→ **Excerpt provided**:

----------------

Best Practice: Use transparent mode when you can, and redirector mode when you must.
Transparent mode
In transparent mode, the packets for accelerated connections must pass through the target appliance, much as they do in appliance-to-appliance acceleration.
The plug-in is configured with a list of appliances available for acceleration. It attempts to contact each appliance, opening a signaling connection. If the signaling connection is successful, the plug-in downloads the acceleration rules from the appliance, which sends the destination addresses for connections that the appliance can accelerate.
Figure 1. Transparent Mode, Highlighting Three Acceleration Paths
Note
- Traffic flow–Transparent mode accelerates connections between a WANOP Client Plug-in and a plug-in-enabled appliance.
- Licensing–Appliances need a license to support the desired number of plug-ins. In the diagram, Repeater A2 does not need to be licensed for plug-in acceleration, because Repeater A1 provides the plug-in acceleration for site A.

----------------

→ **Provided material**:
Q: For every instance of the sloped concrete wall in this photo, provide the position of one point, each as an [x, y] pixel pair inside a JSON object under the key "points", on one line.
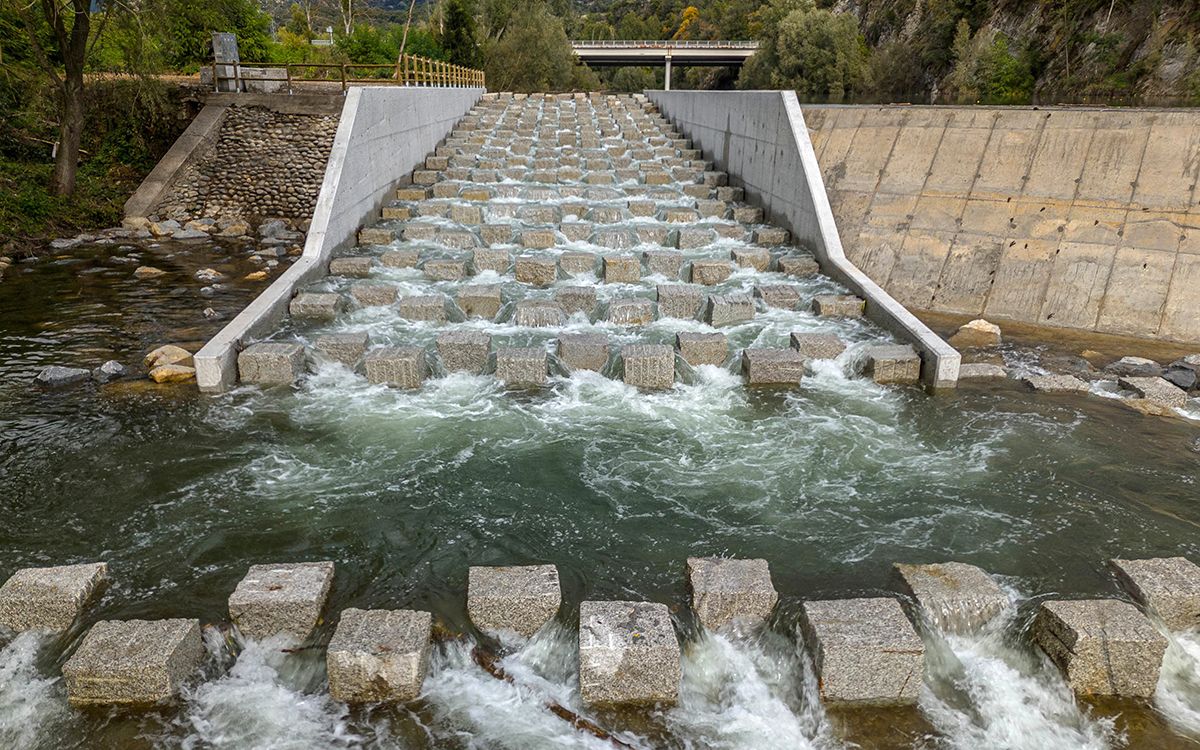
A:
{"points": [[762, 141], [1078, 219], [384, 132]]}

----------------

→ **The task**: Please write out the transparent mode text above word for word, from its opening best-practice line through the licensing note.

→ **Solved exercise**:
Best Practice: Use transparent mode when you can, and redirector mode when you must.
Transparent mode
In transparent mode, the packets for accelerated connections must pass through the target appliance, much as they do in appliance-to-appliance acceleration.
The plug-in is configured with a list of appliances available for acceleration. It attempts to contact each appliance, opening a signaling connection. If the signaling connection is successful, the plug-in downloads the acceleration rules from the appliance, which sends the destination addresses for connections that the appliance can accelerate.
Figure 1. Transparent Mode, Highlighting Three Acceleration Paths
Note
- Traffic flow–Transparent mode accelerates connections between a WANOP Client Plug-in and a plug-in-enabled appliance.
- Licensing–Appliances need a license to support the desired number of plug-ins. In the diagram, Repeater A2 does not need to be licensed for plug-in acceleration, because Repeater A1 provides the plug-in acceleration for site A.